If a line of the data below holds the word "Target", list it.

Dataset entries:

··········

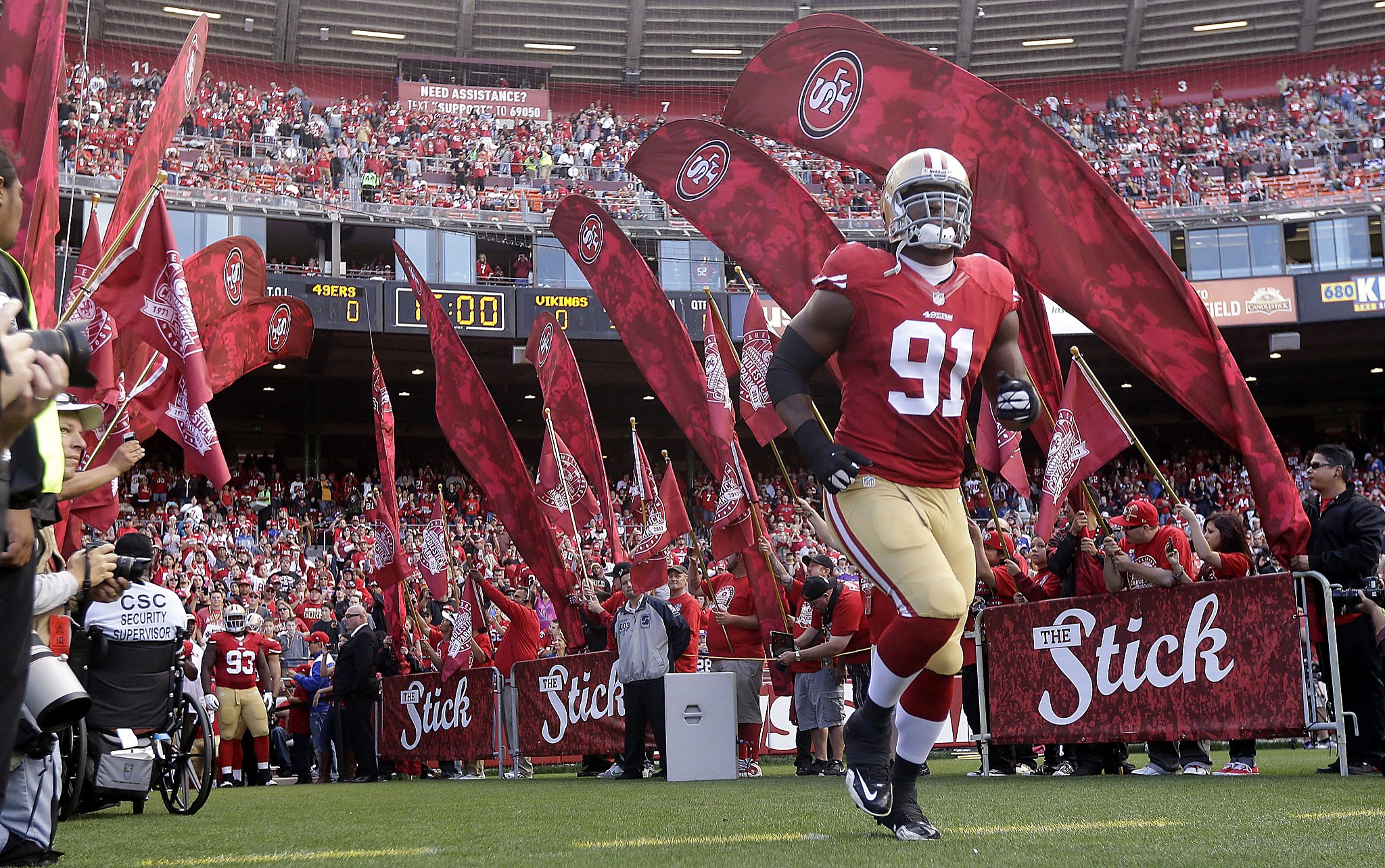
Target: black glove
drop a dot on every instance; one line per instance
(1016, 400)
(834, 466)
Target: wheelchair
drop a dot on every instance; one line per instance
(143, 731)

··········

(Solution):
Target: black glove
Target: wheelchair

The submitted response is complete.